_To be done_. Please write out everything below, from the line containing "If you could mark the tower" down to the last line, both included, as a numbered list with blank lines left out.
** START **
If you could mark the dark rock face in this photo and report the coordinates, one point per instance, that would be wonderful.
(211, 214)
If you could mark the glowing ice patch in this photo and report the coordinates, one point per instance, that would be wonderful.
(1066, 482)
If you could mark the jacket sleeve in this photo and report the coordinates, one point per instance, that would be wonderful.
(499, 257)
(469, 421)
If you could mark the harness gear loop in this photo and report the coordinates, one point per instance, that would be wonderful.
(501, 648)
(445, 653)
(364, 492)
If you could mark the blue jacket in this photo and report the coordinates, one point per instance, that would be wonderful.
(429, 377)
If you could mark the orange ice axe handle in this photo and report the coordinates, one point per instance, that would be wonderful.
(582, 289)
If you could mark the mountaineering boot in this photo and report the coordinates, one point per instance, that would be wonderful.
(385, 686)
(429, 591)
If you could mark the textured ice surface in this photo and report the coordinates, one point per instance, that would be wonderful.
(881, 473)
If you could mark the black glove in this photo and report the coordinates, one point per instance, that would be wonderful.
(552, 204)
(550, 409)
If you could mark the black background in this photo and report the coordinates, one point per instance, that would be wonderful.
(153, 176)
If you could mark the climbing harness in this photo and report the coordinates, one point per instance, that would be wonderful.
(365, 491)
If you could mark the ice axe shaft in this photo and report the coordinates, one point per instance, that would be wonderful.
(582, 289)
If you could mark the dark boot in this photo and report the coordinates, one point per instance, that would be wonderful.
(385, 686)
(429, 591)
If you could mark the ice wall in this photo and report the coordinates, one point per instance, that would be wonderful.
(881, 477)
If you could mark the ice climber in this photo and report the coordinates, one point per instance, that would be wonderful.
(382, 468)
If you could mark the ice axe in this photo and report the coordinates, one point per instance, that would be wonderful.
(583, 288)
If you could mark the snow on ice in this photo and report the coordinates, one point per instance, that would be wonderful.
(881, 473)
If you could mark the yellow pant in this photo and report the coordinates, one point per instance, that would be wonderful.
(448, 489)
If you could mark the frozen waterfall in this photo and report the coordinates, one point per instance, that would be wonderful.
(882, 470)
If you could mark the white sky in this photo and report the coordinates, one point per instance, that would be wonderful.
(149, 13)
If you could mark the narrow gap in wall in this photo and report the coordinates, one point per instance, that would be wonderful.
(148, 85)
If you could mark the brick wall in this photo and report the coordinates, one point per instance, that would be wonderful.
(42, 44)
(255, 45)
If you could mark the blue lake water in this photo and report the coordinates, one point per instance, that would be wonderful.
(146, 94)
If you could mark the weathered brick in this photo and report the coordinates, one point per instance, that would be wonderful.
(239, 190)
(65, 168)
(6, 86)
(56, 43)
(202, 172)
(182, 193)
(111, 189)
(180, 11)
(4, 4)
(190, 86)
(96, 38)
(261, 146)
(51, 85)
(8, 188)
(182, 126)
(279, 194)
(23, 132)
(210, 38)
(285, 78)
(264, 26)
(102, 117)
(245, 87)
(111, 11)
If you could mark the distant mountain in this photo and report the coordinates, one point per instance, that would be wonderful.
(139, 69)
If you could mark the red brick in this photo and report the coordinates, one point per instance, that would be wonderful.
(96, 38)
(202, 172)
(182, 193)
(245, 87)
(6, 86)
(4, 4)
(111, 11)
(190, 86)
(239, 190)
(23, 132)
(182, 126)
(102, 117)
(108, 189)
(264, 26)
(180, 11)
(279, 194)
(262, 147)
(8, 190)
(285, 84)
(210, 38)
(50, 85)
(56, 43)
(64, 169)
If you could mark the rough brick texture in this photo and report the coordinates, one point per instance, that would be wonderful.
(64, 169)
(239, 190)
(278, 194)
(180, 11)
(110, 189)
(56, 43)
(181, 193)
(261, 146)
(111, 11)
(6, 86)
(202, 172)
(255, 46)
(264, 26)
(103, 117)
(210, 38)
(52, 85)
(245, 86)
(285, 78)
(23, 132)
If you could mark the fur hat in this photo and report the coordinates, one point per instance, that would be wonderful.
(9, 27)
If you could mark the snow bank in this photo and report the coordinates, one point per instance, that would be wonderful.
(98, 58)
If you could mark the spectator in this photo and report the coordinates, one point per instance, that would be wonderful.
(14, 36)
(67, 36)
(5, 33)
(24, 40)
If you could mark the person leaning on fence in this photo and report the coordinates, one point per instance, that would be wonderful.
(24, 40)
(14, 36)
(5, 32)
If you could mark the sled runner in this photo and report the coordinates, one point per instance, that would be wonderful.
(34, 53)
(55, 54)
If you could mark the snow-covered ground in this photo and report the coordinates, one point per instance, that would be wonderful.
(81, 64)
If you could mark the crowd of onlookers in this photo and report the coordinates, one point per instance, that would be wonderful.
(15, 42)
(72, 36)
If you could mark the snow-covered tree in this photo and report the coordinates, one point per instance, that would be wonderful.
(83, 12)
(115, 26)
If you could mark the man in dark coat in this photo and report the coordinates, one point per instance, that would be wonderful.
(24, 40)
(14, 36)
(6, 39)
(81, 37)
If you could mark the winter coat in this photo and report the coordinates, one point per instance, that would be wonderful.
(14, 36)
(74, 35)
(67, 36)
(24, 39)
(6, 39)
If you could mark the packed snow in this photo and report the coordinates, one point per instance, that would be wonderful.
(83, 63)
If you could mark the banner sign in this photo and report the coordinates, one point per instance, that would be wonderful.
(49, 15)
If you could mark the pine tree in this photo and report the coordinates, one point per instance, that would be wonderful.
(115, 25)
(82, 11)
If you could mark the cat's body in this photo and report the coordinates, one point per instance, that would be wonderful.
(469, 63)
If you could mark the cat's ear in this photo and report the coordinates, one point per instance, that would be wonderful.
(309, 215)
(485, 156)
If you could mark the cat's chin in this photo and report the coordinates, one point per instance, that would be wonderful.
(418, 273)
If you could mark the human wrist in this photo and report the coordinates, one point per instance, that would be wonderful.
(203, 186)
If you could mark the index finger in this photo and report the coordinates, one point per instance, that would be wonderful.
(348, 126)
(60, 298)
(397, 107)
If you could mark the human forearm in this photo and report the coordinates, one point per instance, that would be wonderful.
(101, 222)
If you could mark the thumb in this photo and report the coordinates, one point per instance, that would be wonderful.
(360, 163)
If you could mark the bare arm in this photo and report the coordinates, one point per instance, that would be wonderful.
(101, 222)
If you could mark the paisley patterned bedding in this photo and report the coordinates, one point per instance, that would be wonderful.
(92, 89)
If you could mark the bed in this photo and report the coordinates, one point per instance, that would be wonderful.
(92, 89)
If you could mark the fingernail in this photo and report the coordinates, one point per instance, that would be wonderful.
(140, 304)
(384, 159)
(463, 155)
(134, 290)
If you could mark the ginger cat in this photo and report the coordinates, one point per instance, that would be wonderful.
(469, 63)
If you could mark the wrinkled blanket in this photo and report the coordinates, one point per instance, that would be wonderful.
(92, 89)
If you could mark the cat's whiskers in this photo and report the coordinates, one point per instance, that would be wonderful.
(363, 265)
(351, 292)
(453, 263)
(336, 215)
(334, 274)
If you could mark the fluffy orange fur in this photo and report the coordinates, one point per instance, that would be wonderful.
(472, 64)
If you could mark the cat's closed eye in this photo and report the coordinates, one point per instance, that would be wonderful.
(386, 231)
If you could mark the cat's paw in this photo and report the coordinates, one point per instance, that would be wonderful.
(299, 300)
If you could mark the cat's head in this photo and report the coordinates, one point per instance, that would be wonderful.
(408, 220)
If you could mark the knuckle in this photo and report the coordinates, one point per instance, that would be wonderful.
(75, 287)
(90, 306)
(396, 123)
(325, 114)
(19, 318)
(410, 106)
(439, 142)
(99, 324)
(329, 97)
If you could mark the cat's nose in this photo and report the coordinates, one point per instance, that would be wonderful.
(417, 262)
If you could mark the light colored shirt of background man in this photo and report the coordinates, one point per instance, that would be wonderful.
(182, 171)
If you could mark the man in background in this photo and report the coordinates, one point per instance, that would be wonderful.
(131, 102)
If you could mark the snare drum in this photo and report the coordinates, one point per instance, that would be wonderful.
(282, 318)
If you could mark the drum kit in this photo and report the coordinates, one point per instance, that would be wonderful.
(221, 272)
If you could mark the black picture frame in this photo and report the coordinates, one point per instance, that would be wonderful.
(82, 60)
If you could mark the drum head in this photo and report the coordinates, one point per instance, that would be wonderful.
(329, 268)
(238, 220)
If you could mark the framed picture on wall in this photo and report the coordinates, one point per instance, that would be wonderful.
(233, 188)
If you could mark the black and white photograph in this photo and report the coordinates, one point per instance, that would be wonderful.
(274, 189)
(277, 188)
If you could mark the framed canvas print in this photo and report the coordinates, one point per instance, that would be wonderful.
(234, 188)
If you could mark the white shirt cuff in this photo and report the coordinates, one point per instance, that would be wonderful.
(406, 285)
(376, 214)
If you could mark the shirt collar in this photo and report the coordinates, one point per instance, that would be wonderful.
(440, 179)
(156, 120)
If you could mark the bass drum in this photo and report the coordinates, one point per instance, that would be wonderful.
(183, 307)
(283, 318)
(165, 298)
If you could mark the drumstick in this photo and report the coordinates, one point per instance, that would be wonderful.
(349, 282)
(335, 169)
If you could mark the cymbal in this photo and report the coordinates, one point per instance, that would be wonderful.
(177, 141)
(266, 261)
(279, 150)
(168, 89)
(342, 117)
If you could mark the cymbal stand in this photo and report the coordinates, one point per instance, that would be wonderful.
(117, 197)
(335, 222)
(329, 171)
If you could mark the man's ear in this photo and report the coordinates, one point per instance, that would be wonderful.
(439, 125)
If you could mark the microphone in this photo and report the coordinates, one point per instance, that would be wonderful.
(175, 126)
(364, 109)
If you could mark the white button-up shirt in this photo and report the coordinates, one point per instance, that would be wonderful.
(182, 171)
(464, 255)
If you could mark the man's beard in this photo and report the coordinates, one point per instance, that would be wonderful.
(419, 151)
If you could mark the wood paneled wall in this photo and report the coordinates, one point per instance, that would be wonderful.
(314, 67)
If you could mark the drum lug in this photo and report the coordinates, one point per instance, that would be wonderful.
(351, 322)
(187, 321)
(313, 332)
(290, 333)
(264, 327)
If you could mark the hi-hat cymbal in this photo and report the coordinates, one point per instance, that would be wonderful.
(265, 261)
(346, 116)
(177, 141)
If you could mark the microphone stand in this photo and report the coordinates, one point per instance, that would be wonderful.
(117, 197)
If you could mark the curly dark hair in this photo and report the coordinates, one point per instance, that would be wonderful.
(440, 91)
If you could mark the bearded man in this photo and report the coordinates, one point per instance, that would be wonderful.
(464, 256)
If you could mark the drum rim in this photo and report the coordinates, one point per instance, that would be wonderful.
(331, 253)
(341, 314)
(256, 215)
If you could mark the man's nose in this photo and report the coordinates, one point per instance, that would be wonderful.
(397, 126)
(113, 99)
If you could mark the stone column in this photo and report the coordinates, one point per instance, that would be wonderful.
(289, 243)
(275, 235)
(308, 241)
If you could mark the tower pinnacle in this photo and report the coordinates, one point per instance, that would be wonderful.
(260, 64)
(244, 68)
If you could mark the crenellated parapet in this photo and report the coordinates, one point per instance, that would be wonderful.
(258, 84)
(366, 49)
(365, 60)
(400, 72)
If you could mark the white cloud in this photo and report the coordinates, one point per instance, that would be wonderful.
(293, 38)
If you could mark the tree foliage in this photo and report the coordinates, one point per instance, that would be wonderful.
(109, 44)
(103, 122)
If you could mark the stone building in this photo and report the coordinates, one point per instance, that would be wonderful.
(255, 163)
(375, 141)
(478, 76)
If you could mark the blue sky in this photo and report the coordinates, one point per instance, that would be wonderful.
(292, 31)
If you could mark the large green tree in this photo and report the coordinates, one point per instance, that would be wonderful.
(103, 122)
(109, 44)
** END **
_Right answer_.
1. If you could mark the tower pinnacle in this photo and report the coordinates, one point per instance, that would be wonderful.
2. (260, 64)
3. (244, 68)
4. If you could mark the crenellated parapet in this photo and report the coordinates, one point per instance, that would be wonderful.
5. (258, 84)
6. (366, 49)
7. (365, 60)
8. (400, 72)
9. If you could mark the white cloud in this photo and report the coordinates, one point per instance, that would be wonderful.
10. (293, 38)
11. If you could mark the tree foliage in this photo and report the coordinates, one point per instance, that would be wonderful.
12. (109, 44)
13. (103, 122)
14. If you could mark the stone building in this photo and report the coordinates, one point per instance, that would be wonderful.
15. (255, 163)
16. (375, 141)
17. (478, 76)
18. If you could mark the blue sky in this photo and report the coordinates, one point per instance, that would be wonderful.
19. (292, 31)
20. If you could mark the large green tree in this photo and report the coordinates, one point per instance, that would be wonderful.
21. (103, 122)
22. (109, 44)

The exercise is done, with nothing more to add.